— Start TASK INPUTS —

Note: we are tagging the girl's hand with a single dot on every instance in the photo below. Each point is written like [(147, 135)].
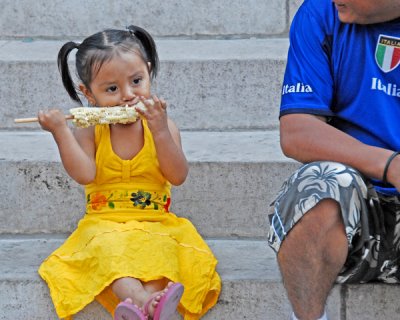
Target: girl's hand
[(155, 114), (52, 120)]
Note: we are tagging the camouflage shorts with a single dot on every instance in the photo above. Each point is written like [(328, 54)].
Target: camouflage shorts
[(371, 220)]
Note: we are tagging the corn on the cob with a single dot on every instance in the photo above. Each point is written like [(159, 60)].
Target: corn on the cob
[(85, 117)]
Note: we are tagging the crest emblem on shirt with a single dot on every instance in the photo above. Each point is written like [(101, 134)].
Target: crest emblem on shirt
[(387, 53)]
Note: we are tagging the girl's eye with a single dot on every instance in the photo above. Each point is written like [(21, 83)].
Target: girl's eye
[(112, 89)]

— End TASK INPUTS —

* WRITTEN INSTRUCTION
Copy all the records above exactly, but leave out the pictures.

* SOLUTION
Note: we are tagging the girl's hand with a single dot on every instance in the photo below. Each point is written like [(147, 135)].
Target: girl's hand
[(155, 114), (52, 120)]
Note: we are tagging the camouflage shorts with a single dot on every instance in the photo above. Each point is written like [(328, 54)].
Target: camouflage shorts
[(371, 220)]
Note: we are tagging the corn on the cob with a single dot on every instance in the photo above. Each point is written like [(159, 60)].
Target: corn on the cob
[(85, 117)]
Note: we are tagging the crest emblem on shirt with a single dot on every instance in the photo above. Each point is written like [(101, 134)].
Target: crest emblem on shirt
[(387, 53)]
Note: we are tagging the girl's eye with a single dot on every instance in the photo above. Each point is written like [(21, 83)].
Target: girl's eye
[(112, 89)]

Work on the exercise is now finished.